Yapılacak İş: Mahkeme kararıyla ilgili metindeki şu cümleyi İngilizceye çevirin: "Taraflar arasında görülen ve yukarıda açıklanan davada yapılan yargılama sonunda Mahkemece, davanın kabulüne karar verilmiş olup hükmün davalılar tarafından temyiz edilmesi üzerine, Dairece dosya incelendi, gereği düşünüldü."

8. Hukuk Dairesi 2017/1959 E. , 2017/6184 K.
"İçtihat Metni"MAHKEMESİ :İcra Hukuk Mahkemesi
DAVA TÜRÜ : İtirazın Kaldırılması ve Tahliye
Taraflar arasında görülen ve yukarıda açıklanan davada yapılan yargılama sonunda Mahkemece, davanın kabulüne karar verilmiş olup hükmün davalılar tarafından temyiz edilmesi üzerine, Dairece dosya incelendi, gereği düşünüldü.

Verilen Bilgiler:

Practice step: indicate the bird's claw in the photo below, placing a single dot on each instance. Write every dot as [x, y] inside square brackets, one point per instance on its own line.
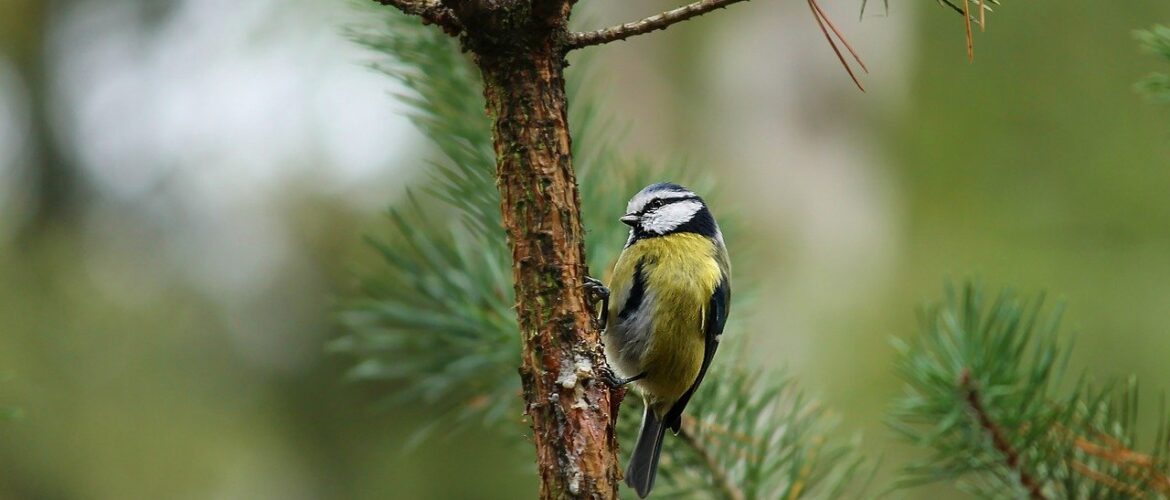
[598, 293]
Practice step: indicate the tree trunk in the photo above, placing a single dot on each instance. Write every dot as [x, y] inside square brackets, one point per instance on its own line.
[518, 48]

Alıştırmanın Cevabı: At the end of the proceedings in the case heard between the parties and described above, the Court decided to accept the claim, and upon the defendants' appeal of the judgment, the Chamber examined the file and deliberated on the matter.